## Exercise instructions:
Reproduce all of the lines below, the requests included, scaling every polygon vertex coordinate in the answers by 0.35 and rounding each result to the nearest whole number, with halves rounded up.

▶

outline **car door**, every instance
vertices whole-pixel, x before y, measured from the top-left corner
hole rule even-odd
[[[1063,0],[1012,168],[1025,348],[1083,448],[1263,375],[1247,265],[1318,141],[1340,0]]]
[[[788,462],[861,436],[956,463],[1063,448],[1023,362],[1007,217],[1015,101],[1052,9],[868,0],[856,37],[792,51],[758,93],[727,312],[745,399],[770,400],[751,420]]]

◀

## Task result:
outline **car door**, every instance
vertices whole-pixel, x before y, measured from the top-left corner
hole rule even-odd
[[[372,0],[354,59],[359,122],[379,157],[442,131],[436,93],[461,49],[469,0]]]
[[[276,162],[301,153],[335,162],[372,157],[358,127],[352,76],[355,35],[368,3],[304,0],[300,13],[277,18],[265,33],[254,109],[261,140],[270,140],[263,147]]]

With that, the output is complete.